### What you will do
Return every line of the records below that contains the word "jackfruit".

### Provided information
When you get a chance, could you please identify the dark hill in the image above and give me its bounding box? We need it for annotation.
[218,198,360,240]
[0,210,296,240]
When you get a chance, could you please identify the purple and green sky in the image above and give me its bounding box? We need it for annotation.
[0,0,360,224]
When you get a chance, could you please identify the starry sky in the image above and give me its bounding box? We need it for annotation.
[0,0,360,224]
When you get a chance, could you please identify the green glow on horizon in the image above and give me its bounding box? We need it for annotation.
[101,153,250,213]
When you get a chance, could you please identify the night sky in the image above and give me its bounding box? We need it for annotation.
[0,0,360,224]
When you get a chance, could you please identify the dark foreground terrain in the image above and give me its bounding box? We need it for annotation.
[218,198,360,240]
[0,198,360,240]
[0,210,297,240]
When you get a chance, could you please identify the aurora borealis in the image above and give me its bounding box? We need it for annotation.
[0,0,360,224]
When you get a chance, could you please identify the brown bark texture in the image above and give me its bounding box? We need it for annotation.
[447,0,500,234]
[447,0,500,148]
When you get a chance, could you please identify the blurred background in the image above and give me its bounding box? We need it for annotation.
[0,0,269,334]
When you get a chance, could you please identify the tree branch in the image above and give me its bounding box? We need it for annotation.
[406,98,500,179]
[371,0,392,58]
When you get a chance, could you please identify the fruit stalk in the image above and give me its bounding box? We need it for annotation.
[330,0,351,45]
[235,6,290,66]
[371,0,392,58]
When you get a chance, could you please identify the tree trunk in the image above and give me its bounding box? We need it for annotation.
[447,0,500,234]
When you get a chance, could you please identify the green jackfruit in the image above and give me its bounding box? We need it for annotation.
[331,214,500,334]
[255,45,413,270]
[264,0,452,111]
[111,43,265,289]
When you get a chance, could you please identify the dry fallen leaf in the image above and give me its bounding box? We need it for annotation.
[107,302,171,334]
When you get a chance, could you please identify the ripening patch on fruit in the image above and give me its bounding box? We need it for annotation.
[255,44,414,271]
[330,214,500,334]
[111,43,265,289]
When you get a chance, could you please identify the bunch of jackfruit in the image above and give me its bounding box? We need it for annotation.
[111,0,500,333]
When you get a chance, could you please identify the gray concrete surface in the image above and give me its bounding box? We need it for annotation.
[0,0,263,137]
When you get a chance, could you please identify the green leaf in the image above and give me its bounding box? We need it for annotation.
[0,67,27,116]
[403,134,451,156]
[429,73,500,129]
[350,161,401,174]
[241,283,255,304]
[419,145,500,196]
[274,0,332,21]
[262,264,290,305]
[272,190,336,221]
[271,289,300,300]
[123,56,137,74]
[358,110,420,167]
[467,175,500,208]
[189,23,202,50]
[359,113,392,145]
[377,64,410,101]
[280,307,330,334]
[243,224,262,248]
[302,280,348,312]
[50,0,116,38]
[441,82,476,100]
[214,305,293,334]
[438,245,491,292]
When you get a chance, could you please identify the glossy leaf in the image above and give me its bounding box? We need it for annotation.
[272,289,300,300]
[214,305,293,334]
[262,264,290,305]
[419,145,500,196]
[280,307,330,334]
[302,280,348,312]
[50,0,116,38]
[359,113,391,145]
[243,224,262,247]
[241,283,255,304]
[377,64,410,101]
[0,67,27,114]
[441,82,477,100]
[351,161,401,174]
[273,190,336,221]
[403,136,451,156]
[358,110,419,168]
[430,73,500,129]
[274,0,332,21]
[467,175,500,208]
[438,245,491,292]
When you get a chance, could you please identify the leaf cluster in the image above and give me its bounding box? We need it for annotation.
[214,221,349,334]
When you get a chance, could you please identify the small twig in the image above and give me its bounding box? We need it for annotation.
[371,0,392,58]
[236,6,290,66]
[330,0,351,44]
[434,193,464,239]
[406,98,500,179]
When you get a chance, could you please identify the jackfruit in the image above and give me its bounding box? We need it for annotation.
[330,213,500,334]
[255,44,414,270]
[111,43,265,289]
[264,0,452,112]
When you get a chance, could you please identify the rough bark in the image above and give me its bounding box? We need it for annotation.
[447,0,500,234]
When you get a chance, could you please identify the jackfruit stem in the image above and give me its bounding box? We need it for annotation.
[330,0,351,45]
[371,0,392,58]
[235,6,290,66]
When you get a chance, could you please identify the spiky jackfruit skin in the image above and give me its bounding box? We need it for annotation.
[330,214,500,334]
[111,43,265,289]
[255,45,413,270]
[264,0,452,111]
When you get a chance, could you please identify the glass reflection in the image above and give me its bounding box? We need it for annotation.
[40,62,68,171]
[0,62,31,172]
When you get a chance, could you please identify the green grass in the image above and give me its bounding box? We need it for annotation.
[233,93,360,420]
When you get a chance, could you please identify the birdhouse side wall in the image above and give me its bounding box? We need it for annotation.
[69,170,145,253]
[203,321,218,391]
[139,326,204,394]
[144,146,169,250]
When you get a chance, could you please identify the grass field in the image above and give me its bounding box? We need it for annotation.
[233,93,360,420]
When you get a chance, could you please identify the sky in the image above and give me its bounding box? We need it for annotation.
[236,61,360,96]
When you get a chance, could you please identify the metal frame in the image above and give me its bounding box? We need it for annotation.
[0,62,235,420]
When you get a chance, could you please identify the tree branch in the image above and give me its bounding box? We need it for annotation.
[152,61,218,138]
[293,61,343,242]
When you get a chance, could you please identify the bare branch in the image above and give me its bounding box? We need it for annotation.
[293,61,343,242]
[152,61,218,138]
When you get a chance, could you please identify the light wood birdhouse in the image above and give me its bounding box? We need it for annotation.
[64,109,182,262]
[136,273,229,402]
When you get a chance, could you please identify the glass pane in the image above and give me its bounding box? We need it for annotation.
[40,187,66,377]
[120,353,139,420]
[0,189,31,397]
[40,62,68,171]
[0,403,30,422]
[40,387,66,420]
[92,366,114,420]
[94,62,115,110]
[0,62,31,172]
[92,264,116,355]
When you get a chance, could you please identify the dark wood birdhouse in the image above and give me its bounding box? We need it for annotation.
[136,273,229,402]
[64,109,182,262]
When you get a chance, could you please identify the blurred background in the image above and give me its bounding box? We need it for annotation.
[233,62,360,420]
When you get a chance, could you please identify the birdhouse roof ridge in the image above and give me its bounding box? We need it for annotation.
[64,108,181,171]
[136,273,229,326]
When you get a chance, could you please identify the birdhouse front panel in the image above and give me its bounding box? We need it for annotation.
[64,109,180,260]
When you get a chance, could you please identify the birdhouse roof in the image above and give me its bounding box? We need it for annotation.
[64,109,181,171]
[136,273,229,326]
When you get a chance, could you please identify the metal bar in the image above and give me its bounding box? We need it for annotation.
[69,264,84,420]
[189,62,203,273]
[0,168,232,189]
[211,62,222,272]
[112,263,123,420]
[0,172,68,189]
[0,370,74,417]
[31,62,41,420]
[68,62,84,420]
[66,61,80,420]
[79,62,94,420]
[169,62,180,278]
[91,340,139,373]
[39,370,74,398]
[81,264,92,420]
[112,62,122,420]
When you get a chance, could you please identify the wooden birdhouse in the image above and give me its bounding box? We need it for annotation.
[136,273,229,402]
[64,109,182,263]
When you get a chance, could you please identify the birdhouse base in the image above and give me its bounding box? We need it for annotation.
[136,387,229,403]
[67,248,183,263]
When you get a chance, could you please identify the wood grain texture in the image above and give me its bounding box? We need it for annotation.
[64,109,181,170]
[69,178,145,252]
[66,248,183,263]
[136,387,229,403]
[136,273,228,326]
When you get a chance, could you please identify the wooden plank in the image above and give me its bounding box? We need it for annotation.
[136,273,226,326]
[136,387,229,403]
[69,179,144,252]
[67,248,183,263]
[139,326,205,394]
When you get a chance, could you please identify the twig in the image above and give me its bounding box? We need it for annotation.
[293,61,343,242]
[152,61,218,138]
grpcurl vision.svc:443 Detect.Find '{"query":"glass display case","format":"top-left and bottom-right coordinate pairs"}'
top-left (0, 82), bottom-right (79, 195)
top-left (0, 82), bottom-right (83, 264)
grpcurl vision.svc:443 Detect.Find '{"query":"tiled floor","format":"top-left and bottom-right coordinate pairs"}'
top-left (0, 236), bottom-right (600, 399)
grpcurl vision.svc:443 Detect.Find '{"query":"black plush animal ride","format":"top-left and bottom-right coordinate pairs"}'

### Response
When you get a chance, could you please identify the green jackfruit in the image above and give me its bounding box? We need it for annotation.
When you get a chance, could you please identify the bunch of jackfruit in the image above and give me its bounding box? We need it for annotation.
When you get a chance, could you please identify the jackfruit in the image above and give me its bounding box? We need it for annotation.
When you get a chance, could you please identify the jackfruit stem in the image above and give me its bounding box? We need it for annotation.
When you get a chance, could you please identify the spiky jackfruit skin in the image above and give me its bounding box? We need it for annotation.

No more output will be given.